■ Work instruction
Your result should be the lines holding the word "instance", copied from the entries below.

■ Entries provided
* * * * * * * * *

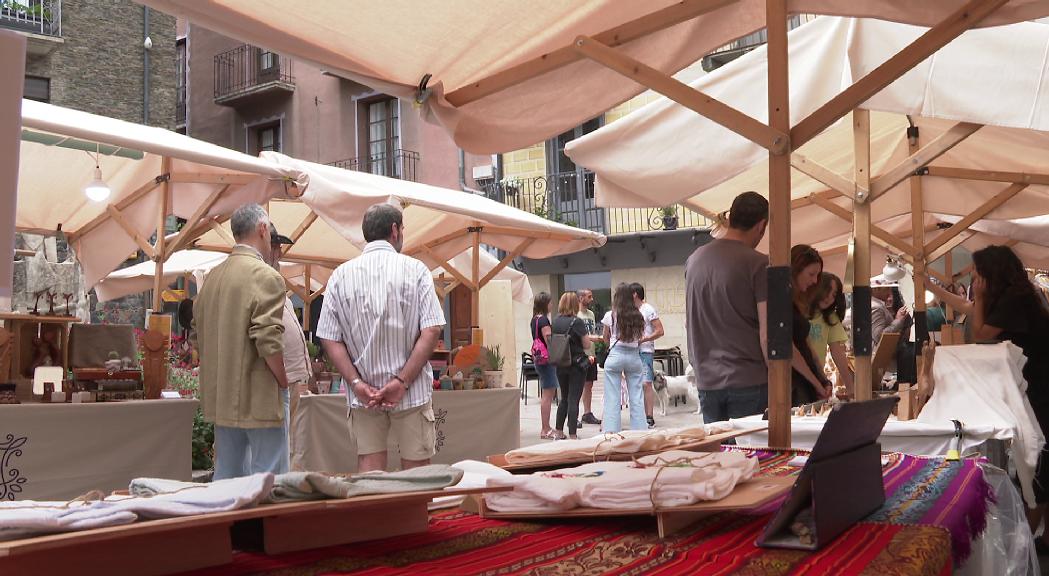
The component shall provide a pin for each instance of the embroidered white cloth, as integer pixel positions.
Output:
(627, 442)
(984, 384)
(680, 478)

* * * * * * * * *

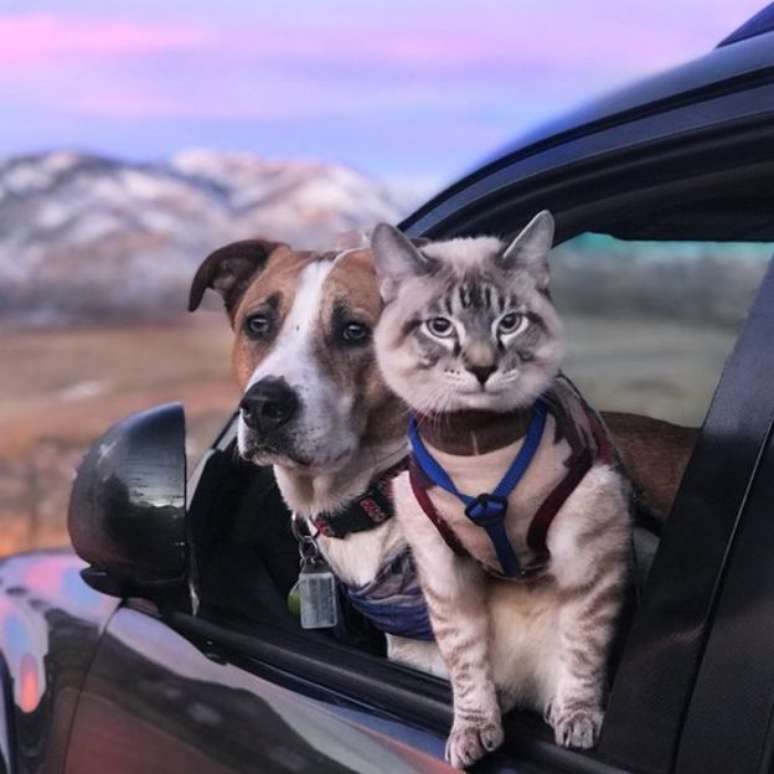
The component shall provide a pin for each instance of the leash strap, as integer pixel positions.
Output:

* * * * * * * * *

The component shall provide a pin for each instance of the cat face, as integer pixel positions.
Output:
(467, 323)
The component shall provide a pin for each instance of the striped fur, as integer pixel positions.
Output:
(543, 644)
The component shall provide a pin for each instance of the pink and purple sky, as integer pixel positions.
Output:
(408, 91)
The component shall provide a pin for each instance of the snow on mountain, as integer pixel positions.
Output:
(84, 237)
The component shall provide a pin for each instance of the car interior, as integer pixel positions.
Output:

* * * * * * * * *

■ Response to this task
The component shall provide a pin for each instance of the embroidered white cloth, as integer pixel positions.
The component shall provide a pin for each instance of the leash strap, as integer pixel positions.
The component shall provide a pin for each instance of the cat face, as integer pixel positions.
The component shall provide a pin for each instance of the striped fur, as integer pixel positions.
The component shall provide a pin for each instance of the pink and purple sky, as integer pixel positions.
The component shall provide a pin for each instance of the snow on mountain, as integer pixel positions.
The component shall provide a pin for each instance of the car interior, as integer pixel positions.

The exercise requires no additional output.